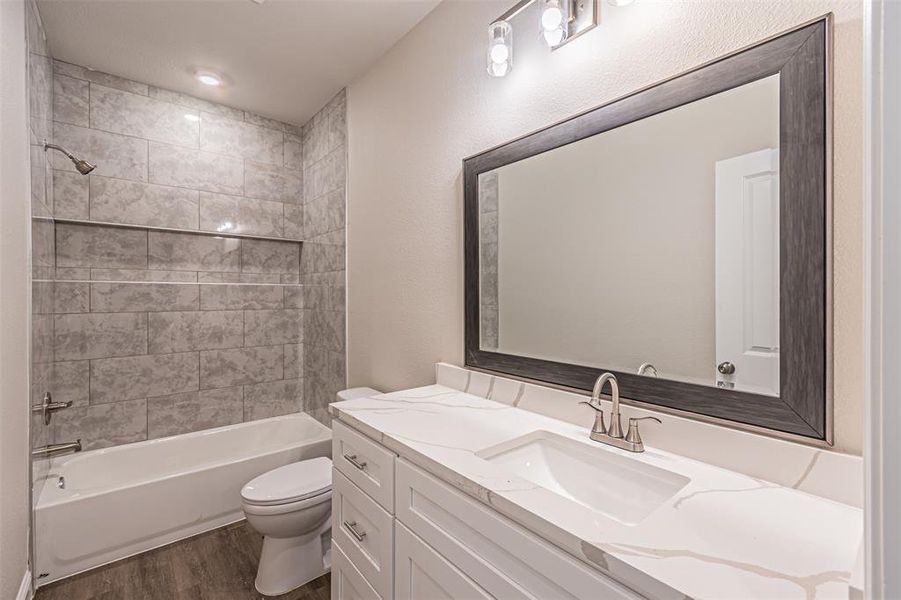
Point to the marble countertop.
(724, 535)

- - - - - - -

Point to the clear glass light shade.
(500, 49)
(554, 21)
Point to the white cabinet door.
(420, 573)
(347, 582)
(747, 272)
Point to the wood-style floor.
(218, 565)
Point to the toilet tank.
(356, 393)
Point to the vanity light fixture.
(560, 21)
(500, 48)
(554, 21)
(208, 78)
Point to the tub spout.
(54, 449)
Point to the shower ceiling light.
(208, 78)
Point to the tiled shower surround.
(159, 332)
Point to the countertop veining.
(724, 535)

- - - - - - -

**To do**
Report each line of the entries above that contains the string "countertop", with matches counted only when the case is identical.

**In response**
Point to the marble countertop.
Point to the countertop veining.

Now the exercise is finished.